SHORT EXERCISE:
Please count the lines in the data below that contain the string "jeep", with uppercase and lowercase treated as different. Reply with the number alone.

DATASET EXCERPTS:

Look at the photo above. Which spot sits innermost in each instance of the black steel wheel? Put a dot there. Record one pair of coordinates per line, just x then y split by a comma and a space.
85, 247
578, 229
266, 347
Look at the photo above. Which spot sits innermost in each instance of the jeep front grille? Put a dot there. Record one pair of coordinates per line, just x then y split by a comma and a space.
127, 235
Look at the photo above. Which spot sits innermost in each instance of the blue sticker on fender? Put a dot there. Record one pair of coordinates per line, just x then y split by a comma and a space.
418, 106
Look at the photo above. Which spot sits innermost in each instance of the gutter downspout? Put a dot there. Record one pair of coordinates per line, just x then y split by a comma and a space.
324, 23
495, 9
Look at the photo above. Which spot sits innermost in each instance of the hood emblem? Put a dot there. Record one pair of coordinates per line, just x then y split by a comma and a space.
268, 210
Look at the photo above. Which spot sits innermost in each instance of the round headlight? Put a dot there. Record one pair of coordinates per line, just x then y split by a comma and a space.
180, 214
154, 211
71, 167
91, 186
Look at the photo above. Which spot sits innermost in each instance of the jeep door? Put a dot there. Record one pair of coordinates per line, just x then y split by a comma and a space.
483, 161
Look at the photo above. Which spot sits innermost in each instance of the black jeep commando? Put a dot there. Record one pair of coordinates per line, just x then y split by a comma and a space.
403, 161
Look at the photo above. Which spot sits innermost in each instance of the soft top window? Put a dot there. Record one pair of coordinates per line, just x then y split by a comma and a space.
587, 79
---
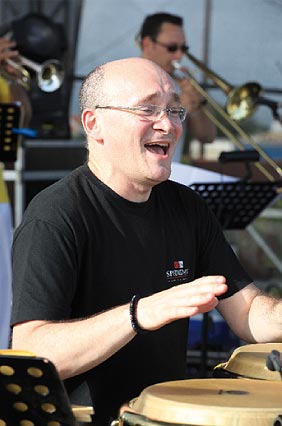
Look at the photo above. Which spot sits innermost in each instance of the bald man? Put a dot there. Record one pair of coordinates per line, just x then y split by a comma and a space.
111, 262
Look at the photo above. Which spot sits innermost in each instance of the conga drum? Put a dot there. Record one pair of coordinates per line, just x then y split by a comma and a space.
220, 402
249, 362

FINISHED EXERCISE:
3